--- Fragmento de la página ---
----------
31 agosto 2009

Desensibilización




Cuando tenía 14 años mis amigos me dieron una fiesta de cumpleaños sorpresa. Los más cercanos, incluso, localizaron a los que vivían fuera de la ciudad y firmaron una tregua, a pesar de que, entre sí, apenas podían soportarse. A veces fantaseaba con la sádica idea de que si los reunía a todos en una misma habitación, se crearía alguna perturbación espacio-temporal y los electrodomésticos empezarían a fallar, se fundirían las luces o los aviones caerían irremisiblemente del cielo. Pero nada de eso pasó. Nada explotó, ni siquiera el entusiasmo o la alegría. Permanecí durante toda la tarde en un estado de incomoda impasibilidad emocional, que destacaba penosamente como un cartel de neón al que le faltaban sus caracteres centrales. Nadie podía entenderlo.
----------
--- Datos extraídos ---

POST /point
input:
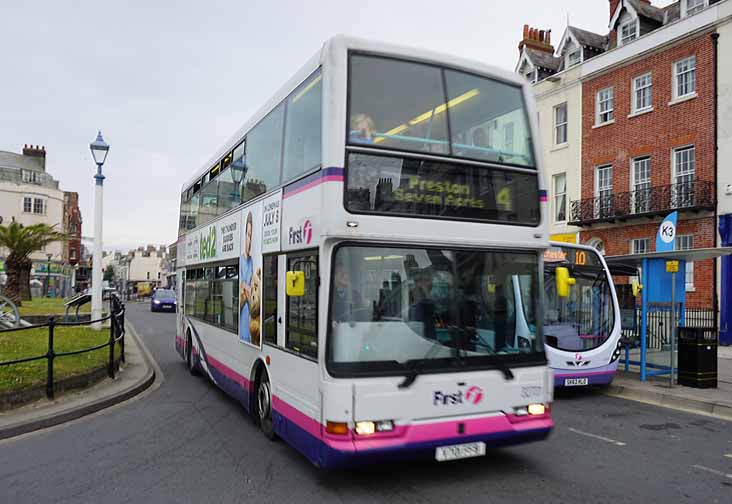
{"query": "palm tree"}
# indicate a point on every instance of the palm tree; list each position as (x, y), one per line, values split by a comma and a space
(21, 241)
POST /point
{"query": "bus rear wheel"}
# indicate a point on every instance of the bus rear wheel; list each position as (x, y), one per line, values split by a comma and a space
(264, 405)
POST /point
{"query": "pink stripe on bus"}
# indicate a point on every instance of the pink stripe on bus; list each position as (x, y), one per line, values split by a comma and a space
(329, 178)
----------
--- Partes del ejercicio ---
1 - En el fragmento sobre la fiesta de cumpleaños sorpresa, ¿qué edad tenía quien narra cuando sus amigos se la organizaron?
2 - Prolonga el fragmento sobre la fiesta de cumpleaños sorpresa a partir del punto en que se detiene.
Los registros proceden de una fuente distinta.

--- Respuestas esperadas ---
1 - Tenía 14 años.

2 -
Años después, en la universidad, experimenté una respuesta parecida cuando me enamoré de un compañero de clase. Después de meses de flirteos, insomnios agridulces y ataques de margaritas neuróticas, me besó. Habíamos salido de la cafetería y comenzaba a llover, muy débilmente al principio y torrencialmente después. Corríamos bajo los árboles intentando guarecernos torpemente de la lluvia y, tras un mal paso, se resbaló y me arrastró hacia el suelo con él. Entonces ocurrió. No sentí nada. Mis labios y mi lengua respondieron mecánica y desapasionadamente. No se cuanto tiempo permanecimos allí, pero la humedad y el frío se colaron dentro de mi piel, mi cuerpo se puso rígido y comencé a tiritar violentamente. Para tranquilizarlo, le dije que era termosensible, y bromeé con el hecho de que estaba aún lejos de sufrir un ataque de hipotermia. Me creyó.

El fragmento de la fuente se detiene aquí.